Using the entries that follow, write out the line containing "Where can the cloudy", the line containing "Where can the narrow street", and every line between them, exactly and nothing else.
═════ Information supplied
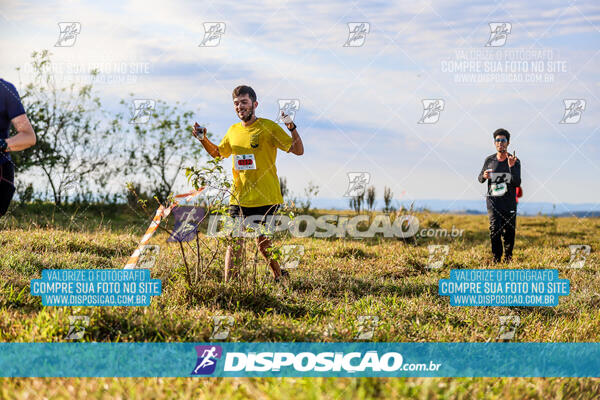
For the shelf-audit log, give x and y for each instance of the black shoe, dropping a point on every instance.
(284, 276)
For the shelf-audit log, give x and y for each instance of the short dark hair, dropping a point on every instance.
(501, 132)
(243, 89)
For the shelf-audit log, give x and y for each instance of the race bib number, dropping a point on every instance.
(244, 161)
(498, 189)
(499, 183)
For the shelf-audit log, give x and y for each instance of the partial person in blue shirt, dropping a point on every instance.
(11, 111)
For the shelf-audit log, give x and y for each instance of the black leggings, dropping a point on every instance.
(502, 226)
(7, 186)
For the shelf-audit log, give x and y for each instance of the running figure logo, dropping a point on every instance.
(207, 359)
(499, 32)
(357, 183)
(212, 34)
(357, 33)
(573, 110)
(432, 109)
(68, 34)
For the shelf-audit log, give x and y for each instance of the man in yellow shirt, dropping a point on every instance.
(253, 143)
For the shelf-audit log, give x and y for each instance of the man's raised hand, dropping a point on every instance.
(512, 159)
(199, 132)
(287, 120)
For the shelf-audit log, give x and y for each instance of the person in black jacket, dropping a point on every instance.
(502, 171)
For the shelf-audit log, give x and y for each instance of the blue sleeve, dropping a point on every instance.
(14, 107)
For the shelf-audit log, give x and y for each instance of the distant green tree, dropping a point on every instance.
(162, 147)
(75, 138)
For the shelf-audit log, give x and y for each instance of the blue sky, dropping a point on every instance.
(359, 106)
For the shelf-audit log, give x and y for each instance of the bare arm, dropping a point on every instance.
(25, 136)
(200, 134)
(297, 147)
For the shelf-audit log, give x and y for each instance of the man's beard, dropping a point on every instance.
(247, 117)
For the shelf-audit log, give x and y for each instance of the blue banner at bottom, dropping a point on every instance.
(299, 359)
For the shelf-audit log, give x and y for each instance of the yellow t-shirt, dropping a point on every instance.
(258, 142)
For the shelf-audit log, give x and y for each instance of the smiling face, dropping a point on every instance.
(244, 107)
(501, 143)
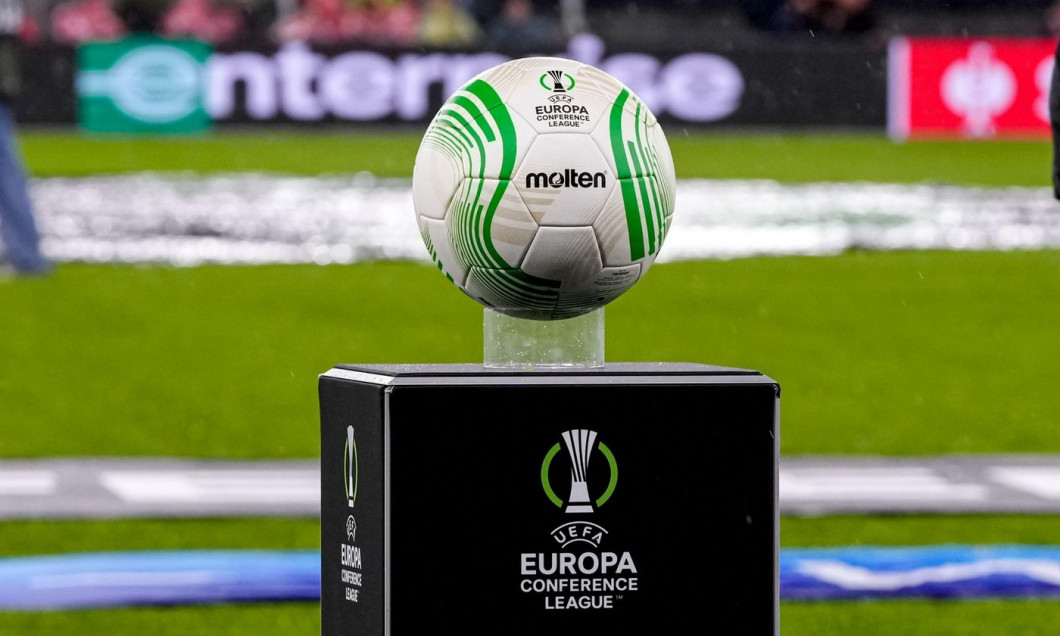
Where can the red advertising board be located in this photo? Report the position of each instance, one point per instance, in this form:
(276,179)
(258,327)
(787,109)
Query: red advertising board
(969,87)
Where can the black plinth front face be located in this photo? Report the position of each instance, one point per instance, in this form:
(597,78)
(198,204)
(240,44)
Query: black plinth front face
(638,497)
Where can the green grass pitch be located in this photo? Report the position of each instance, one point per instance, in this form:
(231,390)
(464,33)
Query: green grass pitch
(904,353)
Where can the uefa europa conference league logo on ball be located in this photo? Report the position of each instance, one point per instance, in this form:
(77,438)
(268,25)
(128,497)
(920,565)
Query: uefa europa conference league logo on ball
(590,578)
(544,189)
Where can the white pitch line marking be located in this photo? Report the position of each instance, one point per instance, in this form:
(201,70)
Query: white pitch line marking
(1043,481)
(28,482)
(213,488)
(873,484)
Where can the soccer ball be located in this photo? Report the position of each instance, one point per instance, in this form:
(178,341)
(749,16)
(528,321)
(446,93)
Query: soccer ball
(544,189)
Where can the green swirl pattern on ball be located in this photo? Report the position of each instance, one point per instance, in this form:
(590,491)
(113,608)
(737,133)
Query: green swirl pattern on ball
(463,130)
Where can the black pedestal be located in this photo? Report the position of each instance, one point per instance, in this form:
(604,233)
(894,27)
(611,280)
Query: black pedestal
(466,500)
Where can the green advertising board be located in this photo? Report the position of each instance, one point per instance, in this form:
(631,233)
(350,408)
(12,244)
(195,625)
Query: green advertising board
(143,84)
══════════
═════ Information supplied
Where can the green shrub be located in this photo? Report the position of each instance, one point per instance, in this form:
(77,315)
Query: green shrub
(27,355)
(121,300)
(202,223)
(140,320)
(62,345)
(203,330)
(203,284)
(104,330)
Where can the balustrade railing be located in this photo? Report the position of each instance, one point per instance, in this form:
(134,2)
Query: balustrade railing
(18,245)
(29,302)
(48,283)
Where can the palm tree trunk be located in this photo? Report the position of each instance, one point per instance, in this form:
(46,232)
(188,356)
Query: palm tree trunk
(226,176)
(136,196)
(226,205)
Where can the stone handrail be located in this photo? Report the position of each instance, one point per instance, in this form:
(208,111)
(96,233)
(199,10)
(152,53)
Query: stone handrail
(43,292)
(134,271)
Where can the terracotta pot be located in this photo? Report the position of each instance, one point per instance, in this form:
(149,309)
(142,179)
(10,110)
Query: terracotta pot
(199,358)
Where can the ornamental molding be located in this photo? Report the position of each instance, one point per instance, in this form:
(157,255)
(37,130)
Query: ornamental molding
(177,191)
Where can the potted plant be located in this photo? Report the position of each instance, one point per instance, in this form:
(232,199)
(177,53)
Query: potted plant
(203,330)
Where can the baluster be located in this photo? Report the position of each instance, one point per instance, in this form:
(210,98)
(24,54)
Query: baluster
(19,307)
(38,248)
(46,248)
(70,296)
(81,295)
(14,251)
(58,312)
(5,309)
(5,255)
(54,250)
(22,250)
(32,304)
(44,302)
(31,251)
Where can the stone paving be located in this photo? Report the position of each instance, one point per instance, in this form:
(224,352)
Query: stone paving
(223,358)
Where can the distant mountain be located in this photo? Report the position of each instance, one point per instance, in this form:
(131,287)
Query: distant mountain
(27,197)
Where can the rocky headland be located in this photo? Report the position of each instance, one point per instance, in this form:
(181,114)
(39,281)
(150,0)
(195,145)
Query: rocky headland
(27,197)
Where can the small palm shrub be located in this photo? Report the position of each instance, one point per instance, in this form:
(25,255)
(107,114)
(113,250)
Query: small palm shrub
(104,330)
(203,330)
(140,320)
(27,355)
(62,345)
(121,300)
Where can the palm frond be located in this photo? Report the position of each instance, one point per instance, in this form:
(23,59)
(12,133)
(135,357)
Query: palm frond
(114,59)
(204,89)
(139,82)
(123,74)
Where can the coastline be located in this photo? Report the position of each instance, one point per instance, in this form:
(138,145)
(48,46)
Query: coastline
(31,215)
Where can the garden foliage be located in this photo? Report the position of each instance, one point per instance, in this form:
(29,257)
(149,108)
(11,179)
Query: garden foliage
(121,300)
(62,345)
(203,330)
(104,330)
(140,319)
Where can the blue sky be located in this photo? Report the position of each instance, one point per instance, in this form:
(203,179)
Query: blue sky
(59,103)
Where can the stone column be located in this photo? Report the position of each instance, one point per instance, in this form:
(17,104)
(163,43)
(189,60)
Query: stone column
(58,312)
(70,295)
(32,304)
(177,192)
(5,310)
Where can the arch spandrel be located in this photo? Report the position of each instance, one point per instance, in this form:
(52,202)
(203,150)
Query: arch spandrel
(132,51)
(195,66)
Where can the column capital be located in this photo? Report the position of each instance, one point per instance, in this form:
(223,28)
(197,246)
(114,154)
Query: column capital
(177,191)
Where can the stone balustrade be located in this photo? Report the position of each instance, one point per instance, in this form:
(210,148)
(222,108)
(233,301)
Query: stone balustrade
══════════
═════ Information supplied
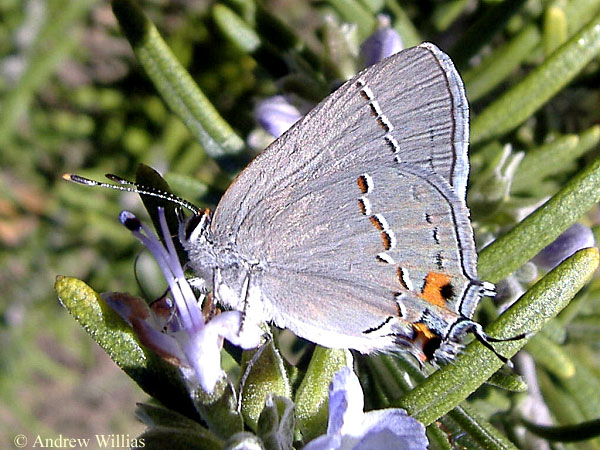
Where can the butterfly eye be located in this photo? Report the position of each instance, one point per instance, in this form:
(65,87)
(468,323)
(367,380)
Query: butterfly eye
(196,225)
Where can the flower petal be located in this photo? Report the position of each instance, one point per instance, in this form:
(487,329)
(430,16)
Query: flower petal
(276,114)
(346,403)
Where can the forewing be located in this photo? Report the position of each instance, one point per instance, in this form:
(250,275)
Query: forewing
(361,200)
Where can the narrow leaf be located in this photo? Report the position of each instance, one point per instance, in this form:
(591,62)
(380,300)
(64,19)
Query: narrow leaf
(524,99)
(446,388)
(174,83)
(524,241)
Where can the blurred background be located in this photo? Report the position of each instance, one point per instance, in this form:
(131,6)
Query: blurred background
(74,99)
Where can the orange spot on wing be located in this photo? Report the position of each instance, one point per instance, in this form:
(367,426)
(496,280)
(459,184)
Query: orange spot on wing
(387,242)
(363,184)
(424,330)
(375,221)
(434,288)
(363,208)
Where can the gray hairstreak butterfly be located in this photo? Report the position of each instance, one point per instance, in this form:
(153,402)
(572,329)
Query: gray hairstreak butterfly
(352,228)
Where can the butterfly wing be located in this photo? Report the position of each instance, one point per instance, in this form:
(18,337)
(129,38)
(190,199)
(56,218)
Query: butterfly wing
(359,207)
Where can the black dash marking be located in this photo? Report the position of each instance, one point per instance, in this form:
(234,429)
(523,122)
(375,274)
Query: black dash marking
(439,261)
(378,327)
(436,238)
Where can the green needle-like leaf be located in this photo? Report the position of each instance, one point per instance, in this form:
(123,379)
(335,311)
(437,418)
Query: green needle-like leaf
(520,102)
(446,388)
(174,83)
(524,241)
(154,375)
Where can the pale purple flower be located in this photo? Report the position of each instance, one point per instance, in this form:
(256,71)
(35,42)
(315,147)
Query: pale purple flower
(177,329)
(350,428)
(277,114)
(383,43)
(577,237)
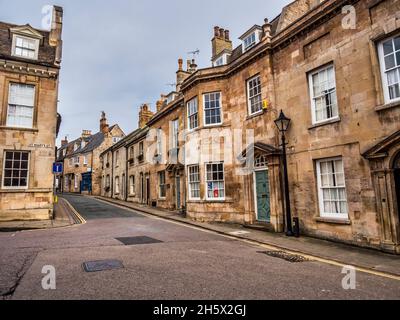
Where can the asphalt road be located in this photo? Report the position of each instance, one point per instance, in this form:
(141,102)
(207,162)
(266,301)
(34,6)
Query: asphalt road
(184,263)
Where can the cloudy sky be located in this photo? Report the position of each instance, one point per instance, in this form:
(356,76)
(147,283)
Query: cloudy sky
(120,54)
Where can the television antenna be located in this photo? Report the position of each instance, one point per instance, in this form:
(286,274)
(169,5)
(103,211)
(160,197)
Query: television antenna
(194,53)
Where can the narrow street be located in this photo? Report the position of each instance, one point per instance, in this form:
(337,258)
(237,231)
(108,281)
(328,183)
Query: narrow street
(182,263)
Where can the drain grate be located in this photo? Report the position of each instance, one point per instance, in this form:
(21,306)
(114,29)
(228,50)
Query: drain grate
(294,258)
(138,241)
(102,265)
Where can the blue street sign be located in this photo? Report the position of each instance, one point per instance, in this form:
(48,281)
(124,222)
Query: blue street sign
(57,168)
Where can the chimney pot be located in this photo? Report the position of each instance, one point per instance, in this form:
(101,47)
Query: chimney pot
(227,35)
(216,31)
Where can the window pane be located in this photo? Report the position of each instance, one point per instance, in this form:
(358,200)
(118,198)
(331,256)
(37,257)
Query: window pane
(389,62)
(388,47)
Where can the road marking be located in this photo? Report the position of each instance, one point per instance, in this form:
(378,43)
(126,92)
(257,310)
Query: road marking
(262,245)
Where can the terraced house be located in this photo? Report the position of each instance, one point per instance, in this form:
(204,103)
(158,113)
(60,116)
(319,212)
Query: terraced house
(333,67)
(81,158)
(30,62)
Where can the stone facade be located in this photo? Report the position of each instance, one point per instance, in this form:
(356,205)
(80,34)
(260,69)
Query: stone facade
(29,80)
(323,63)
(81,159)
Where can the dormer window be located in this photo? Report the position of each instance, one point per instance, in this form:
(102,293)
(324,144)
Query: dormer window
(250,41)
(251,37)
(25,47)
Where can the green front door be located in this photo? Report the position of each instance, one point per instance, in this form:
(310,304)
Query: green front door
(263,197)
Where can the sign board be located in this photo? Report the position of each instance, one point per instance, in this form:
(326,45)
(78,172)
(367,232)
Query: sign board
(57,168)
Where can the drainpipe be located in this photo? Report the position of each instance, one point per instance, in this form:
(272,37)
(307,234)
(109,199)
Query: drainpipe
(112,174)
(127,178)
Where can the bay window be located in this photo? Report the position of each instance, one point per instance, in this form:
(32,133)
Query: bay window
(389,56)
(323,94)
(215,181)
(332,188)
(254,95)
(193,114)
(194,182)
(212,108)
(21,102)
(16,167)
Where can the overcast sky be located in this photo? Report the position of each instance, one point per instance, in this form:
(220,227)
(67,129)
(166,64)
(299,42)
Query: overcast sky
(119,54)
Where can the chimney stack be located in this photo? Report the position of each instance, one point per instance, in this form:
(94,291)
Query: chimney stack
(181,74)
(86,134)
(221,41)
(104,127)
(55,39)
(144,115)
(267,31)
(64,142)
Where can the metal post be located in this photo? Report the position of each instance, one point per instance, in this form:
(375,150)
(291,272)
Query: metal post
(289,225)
══════════
-- Worked solution --
Where can the cloudy sky be located in this photo? Report the position of each instance, one point per instance, in this form:
(356,76)
(147,283)
Query: cloudy sky
(120,54)
Where can the television antenna be located in this photo? Report the position of each instance, one point per instance, in this form:
(286,274)
(169,5)
(103,211)
(160,197)
Query: television antenna
(194,53)
Where can the narrow street be located in this photo? Report the position of each instance, one point per instance, in this form:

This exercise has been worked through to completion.